## [Gösterilen metin]
İktidarda dört parti var ama dördü de iktidarsız bir iktidarın net görüntüsünü veriyor.
İktidarda esasında kimin olduğu belli değil.
Başbakanlık koltuğu CTP’de ama hükümetin kilidi DP’nin elinde.
DP “ben bu oyunu daha fazla oynamam” derse, yandı gülüm keten helva!
Tam bir yılan hikayesine dönen, sonra da tam bir fiyaskoyla sonuçlanan yerel seçim ittifakı ve bu süreçte takınılan tutum bu dört parti için tam bir yüzkarasıdır.
İktidarda olmalarına rağmen cesaret edip de her bölgede halkın karşısına kendi adaylarıyla çıkamadılar.
Böyle bir tutum takındığında, adama şunu sormazlar mı: Madem iktidarsın ve bir yerel seçimde halkın karşısına kendi adayınla çıkamıyorsun, iktidar koltuğunda işin ne, neyin iktidarısın, kimi kandırıyorsun!!!
Dahası, dört iktidar partisinin üst düzey yönetimlerinde alınan kısmi ittifak kararları da tam bir fiyasko, çünkü partilerin tabanlarının buna uymaya niyetleri yok, tabanlar tavandakilerin aldığı kararlara gülüp geçiyor.
Bir tek Lefke’de DP’nin tabanının HP’nin adayına destek vereceği konusunda net bilgiler var, diğerleri ise birbirine girmiş durumda, UBP’li geçinen bazı zat-I muhteremler çıkar ilişkileri dolayısıyla CTP’nin adayına destek vereceklerini söylerken CTP ve TDP’ye destek vermiş olanların bir kısmı da HP’nin adayı Fehmi Çamlıköylü’yü destekleyeceklerini ve CTP’nin mevcut adayını alaşağı etmek için uğraşacaklarını açık açık ifade ediyorlar…
Aynı şekilde Lefkoşa’da CTP’nin aday çıkarmamasına içerleyen bir grup CTP’li inadına UBP’nin adayına destek çıkacaklarını ve genel merkeze bir ders vereceklerini ifade ediyorlar.

## [Veri satırları]
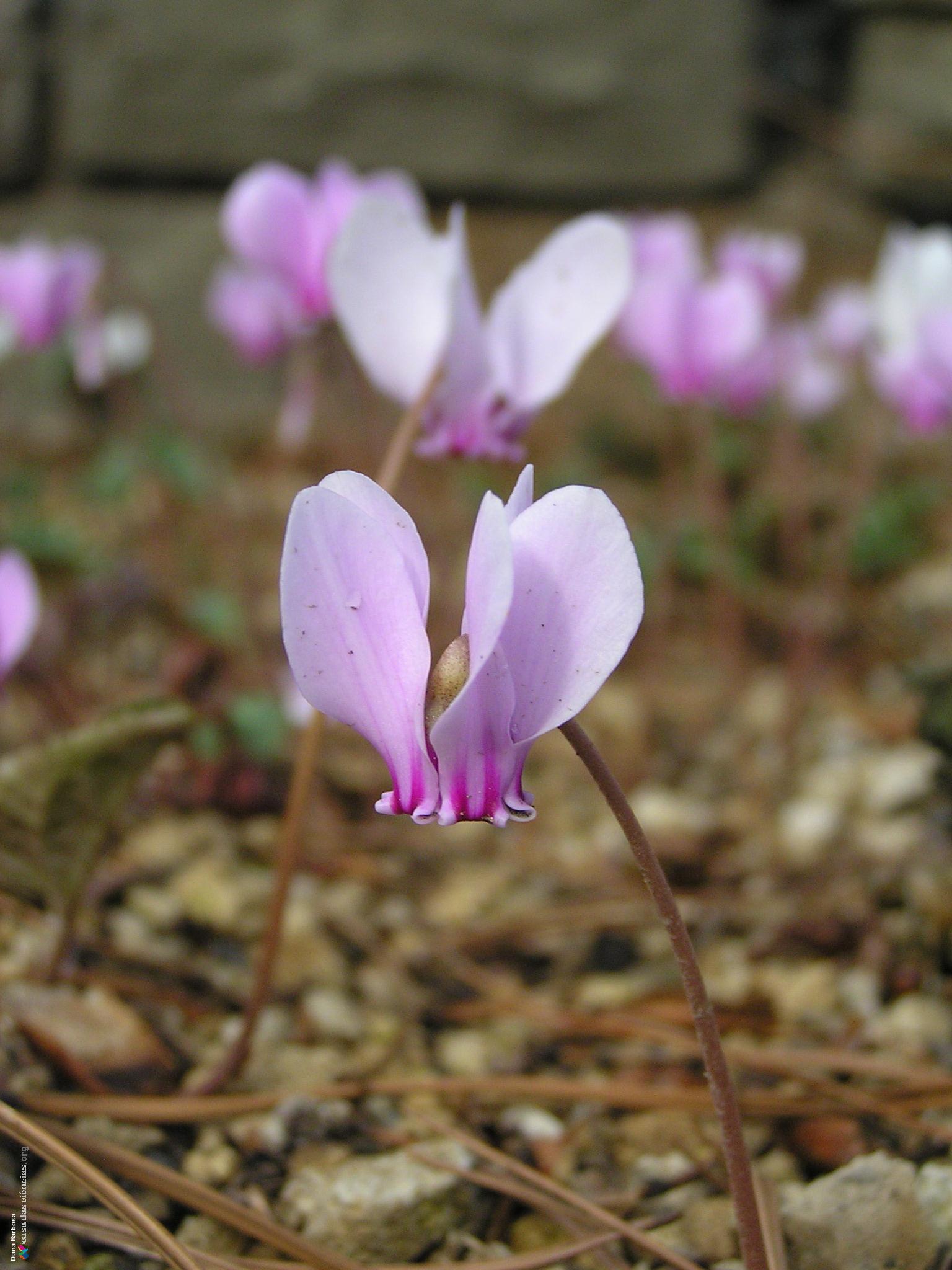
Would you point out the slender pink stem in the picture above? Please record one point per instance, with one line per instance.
(291, 833)
(741, 1174)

## [Alıştırmalar]
a: İktidar partileri yazısında "Dahası, dört iktidar partisinin" diye başlayan paragrafı, ana bilgilerini koruyarak daha kısa biçimde yeniden yazın.
b: İktidar partileri yazısına göre Lefke'de HP'nin adayı kimdir?
c: İktidar partileri yazısını son cümlenin ardından sürdürün.

## [Alıştırma yanıtları]
a: Dört iktidar partisinin üst yönetimlerinde alınan kısmi ittifak kararları başarısız oldu. Parti tabanları bu kararlara uymaya niyetli değil ve onlara gülüp geçiyor.

b: Fehmi Çamlıköylü.

c:
Bir diğer “karmaşık gidişat” de Gönyeli belediyesinde var.
Bir grup CTP’li Ahmet Benli’den bıkıp usanmış durumda ve Benli bulunmaz Hint kumaşı değil, gitsin de nasıl giderse gitsin modunda davranıyor, ki bunda yerden göğe kadar da haklılar, bir koltuğa gereğinden fazla yapışıp kalmak belli ki bazı sorunları da beraberinde getiriyor.
Taban tarafından sevilmesine rağmen Başbakan Tufan Hoca’ya karşı duyulan bir öfke ve hoşnutsuzluk da var.
Bunun tek sebebi de hükümetin ve partinin başı olarak özellikle partinin kaybettiği zemini yeniden kazanması ve güçlendirmesi için gerekli adımları yeterince atamamış olmasıdır.
Bu noktada, iyi niyetli olmasına rağmen hem 43 senelik bir devlet enkazıyla uğraşmak, hem de partinin kaybettiği zemini aynı anda toparlamaya çalışmak Tufan Hoca için zor iş.
Aslında öfkeli olan CTP tabanı sadece bu noktaya dikkat etse, öfkesine yenik düşmeyebilir.
HP ise günün sonunda tam bir balon olduğunu bir kez daha kanıtladı, bugün bir genel seçim olsa aldığı oyun yarısını bile alamayacak duruma geldi.
Bu hoşnutsuzluklar sürecinde sin da gülle geçsin modunda devam eden TDP ise muhtemelen barajı bile geçemez.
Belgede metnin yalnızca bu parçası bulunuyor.